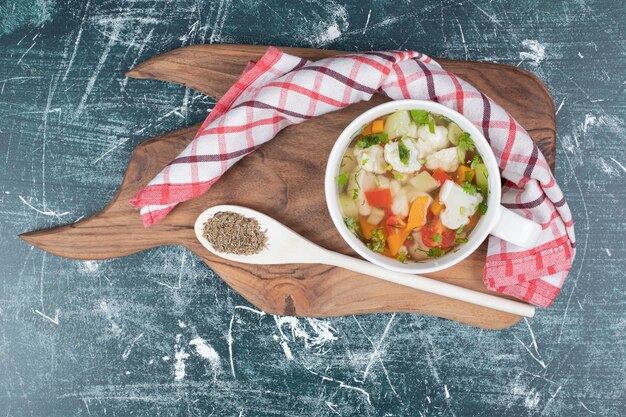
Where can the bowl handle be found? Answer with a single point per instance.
(516, 229)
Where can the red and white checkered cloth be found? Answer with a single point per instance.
(280, 90)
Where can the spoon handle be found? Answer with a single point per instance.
(429, 285)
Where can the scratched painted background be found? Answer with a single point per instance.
(158, 334)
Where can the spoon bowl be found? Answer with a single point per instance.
(284, 246)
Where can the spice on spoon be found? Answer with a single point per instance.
(230, 232)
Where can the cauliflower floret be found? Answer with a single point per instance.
(429, 143)
(371, 159)
(392, 156)
(459, 205)
(446, 159)
(437, 140)
(361, 181)
(412, 131)
(400, 204)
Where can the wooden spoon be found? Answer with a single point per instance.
(284, 246)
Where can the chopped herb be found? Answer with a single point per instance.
(465, 142)
(230, 232)
(435, 252)
(342, 179)
(457, 236)
(419, 117)
(469, 188)
(377, 242)
(402, 257)
(373, 139)
(476, 161)
(422, 117)
(353, 226)
(404, 153)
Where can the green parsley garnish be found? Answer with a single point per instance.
(422, 117)
(457, 236)
(476, 161)
(419, 117)
(435, 252)
(342, 179)
(353, 226)
(465, 142)
(377, 242)
(373, 139)
(469, 188)
(404, 153)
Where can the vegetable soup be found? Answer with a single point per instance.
(412, 185)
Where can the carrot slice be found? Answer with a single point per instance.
(378, 126)
(437, 206)
(367, 228)
(418, 212)
(464, 173)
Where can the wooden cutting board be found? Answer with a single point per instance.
(285, 179)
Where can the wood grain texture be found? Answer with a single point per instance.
(284, 179)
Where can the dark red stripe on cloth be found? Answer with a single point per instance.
(486, 116)
(261, 105)
(430, 85)
(527, 205)
(213, 158)
(341, 78)
(309, 93)
(389, 58)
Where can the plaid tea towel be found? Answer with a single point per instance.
(280, 90)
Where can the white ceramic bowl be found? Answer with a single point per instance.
(498, 220)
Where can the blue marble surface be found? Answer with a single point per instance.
(158, 334)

- **Set exercise**
Please retype every entry above word for word, leaving out the pictures.

- **Written reply**
Where can the bowl handle be found? Answer with a single point per instance.
(516, 229)
Where can the red and white checkered cloth be found? Answer with a single point per instance.
(280, 90)
Where can the spoon handle be found? Answer with a single point per instance.
(429, 285)
Where can the scratched painted background be found? Answer with a single point per instance.
(158, 334)
Where can the spoon bowl be found? Answer with a single point per instance.
(284, 246)
Where can the spice on spoon be found? Answer with a single point per instance.
(230, 232)
Where can the cauliflower floret be found? Answer with a single point per instance.
(429, 143)
(371, 159)
(392, 156)
(459, 205)
(446, 159)
(437, 140)
(361, 181)
(412, 131)
(400, 204)
Where can the wooden spoon be found? Answer with a single point per instance.
(284, 246)
Where can the chopped herb be found? Answer with a single point per instance.
(465, 142)
(230, 232)
(435, 252)
(342, 179)
(457, 236)
(419, 117)
(469, 188)
(377, 242)
(402, 257)
(373, 139)
(476, 161)
(422, 117)
(353, 226)
(404, 153)
Where can the green parsley garnish be found? Answer with a single point per instance.
(422, 117)
(457, 236)
(476, 161)
(419, 117)
(435, 252)
(342, 179)
(353, 226)
(465, 142)
(377, 242)
(373, 139)
(469, 188)
(404, 153)
Where can the vegetable soup be found? Answer with a single point per instance.
(412, 185)
Where can the carrot slice be found? Answer with a single point per instance.
(378, 126)
(437, 206)
(367, 228)
(418, 212)
(464, 173)
Where can the wooden cutting board be found? Answer with a single point per instance.
(285, 179)
Where can the wood grain texture be found? Answer with a single point per instance.
(284, 179)
Where can the dark red stripe on cloth be found? Answer with a single point per instance.
(486, 116)
(261, 105)
(430, 85)
(527, 205)
(213, 158)
(341, 78)
(309, 93)
(389, 58)
Where can the plaid tea towel be found? Answer with a single point per instance.
(280, 90)
Where can the white ceramic bowl be found? Answer with a single point per instance.
(498, 220)
Where can the blue marble surface be found? Answer with a single point per instance.
(158, 334)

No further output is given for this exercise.